_SELECTION_
First, create a matching relational table as exemplified below: 

 

CREATE TABLE SAMPLE_TAB
(
ID NUMBER,
DATE VARCHAR2(10),  
FIRST_NAME VARCHAR2(30),
LAST_NAME VARCHAR2(30),
STATUS VARCHAR2(10)
);

 

 

Next, insert the data from the external table to the relational table:

 

Insert into sample_tab
Select * from sample_ext
/

 

 

It is a common misconception that external tables are only useful for simple formats such as comma or tab delimited files.  In loading a CSV file easily however, one can see that this is far from the truth.

External tables can also be used for complex files.  For example, because external tables are relationally accessible, the full flexibility of the SQL language can be utilized to get the data in the desired format.  If the file format is too complex for SQL to structure appropriately, a pipelined table function can be used.

When using external tables for more complex file formats, placing each row from the file into single columned row in the external table may offer great flexibility for transforming the data. 

Consider the following file:

sample2.dat (actual file is several megabytes)

23:18:00 PST 18 Feb 2007
<Inventory name=" CORVETTE">
            <AppId id="1"/>
            <Color>Yellow</Color>
</Inventory>
 
23:18:00 PST 18 Feb 2007
<Inventory name="CAMARO">
            <AppId id="2"/>
            <Color>White</Color>
</Inventory>
 
23:18:00 PST 18 Feb 2007
<Inventory name="PROWLER">
            <AppId id="3"/>
            <Color>Blue</Color>
</Inventory>

This file is obviously a blend between text and XML.  Though this is not a preferred format, in ETL there is often no control over the data sources.  How could an external table to efficiently load a file structured like this be used?  The solution is probably easier than assumed.

First, create the external table:

 

CREATE TABLE SAMPLE2_EXT (
field1 varchar2(4000)
)                      
 ORGANIZATION EXTERNAL
 (
   TYPE ORACLE_LOADER
   DEFAULT DIRECTORY DAT_DIR
   ACCESS PARAMETERS
   (
             records delimited by newline
             badfile DAT_DIR:'SAMPLE2_EXT%a_%p.bad'
             logfile DAT_DIR:'SAMPLE2_EXT%a_%p.log'
             fields LRTRIM REJECT ROWS WITH ALL NULL FIELDS (field1 char(4000))

_PROVIDED MATERIAL_

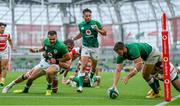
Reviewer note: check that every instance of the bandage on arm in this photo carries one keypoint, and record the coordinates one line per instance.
(138, 66)
(117, 75)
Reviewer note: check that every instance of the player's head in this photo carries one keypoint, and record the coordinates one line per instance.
(87, 14)
(2, 27)
(69, 43)
(120, 48)
(52, 36)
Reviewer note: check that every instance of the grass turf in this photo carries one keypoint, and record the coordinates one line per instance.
(131, 94)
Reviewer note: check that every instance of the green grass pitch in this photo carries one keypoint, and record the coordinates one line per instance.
(131, 94)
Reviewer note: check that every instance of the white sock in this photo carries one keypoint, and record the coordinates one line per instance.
(12, 83)
(2, 79)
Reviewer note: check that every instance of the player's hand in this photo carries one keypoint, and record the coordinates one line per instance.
(52, 61)
(32, 50)
(64, 81)
(14, 50)
(113, 88)
(125, 80)
(96, 28)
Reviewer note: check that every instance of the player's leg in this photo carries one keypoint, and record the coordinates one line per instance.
(81, 74)
(94, 58)
(85, 54)
(50, 74)
(55, 84)
(150, 80)
(176, 83)
(16, 81)
(97, 79)
(94, 64)
(149, 67)
(36, 73)
(4, 66)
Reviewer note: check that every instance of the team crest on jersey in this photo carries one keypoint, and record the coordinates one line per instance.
(55, 51)
(49, 54)
(88, 32)
(82, 28)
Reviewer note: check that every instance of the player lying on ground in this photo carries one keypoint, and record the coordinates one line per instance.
(4, 55)
(74, 80)
(89, 30)
(158, 74)
(51, 45)
(138, 53)
(74, 53)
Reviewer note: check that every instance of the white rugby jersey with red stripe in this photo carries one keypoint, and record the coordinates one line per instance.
(3, 41)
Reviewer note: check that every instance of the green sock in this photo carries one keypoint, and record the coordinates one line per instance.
(49, 86)
(81, 80)
(153, 85)
(92, 74)
(157, 83)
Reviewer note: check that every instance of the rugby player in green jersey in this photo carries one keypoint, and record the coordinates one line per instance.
(56, 54)
(89, 30)
(139, 53)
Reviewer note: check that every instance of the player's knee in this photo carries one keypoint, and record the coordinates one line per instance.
(24, 76)
(146, 77)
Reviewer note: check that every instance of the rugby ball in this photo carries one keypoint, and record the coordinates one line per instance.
(113, 94)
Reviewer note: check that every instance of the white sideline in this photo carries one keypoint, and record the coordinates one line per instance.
(164, 103)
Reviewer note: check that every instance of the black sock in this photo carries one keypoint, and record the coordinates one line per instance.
(49, 86)
(157, 83)
(26, 89)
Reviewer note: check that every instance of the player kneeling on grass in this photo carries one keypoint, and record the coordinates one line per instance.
(74, 80)
(158, 75)
(56, 54)
(138, 53)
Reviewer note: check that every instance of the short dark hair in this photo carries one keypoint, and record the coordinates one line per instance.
(2, 24)
(69, 41)
(52, 33)
(86, 10)
(118, 46)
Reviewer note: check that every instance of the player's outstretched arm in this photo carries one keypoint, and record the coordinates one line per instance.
(117, 75)
(77, 37)
(11, 44)
(138, 66)
(102, 31)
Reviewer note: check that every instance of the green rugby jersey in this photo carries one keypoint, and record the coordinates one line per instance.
(135, 50)
(89, 35)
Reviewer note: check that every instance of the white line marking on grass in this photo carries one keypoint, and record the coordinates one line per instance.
(51, 97)
(67, 97)
(164, 103)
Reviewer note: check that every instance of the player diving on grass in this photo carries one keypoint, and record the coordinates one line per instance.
(157, 73)
(139, 53)
(55, 56)
(4, 59)
(74, 79)
(89, 30)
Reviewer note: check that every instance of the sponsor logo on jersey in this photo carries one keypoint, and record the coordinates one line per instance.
(82, 28)
(55, 51)
(49, 54)
(88, 32)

_AIM_
In the external tables text, starting with "Next, insert the" and going on through "from the truth.", change "misconception" to "myth" and write out that part. Work only from the external tables text and leave the items aside.

_SOLUTION TO THE PROBLEM_
Next, insert the data from the external table to the relational table:

 

Insert into sample_tab
Select * from sample_ext
/

 

 

It is a common myth that external tables are only useful for simple formats such as comma or tab delimited files.  In loading a CSV file easily however, one can see that this is far from the truth.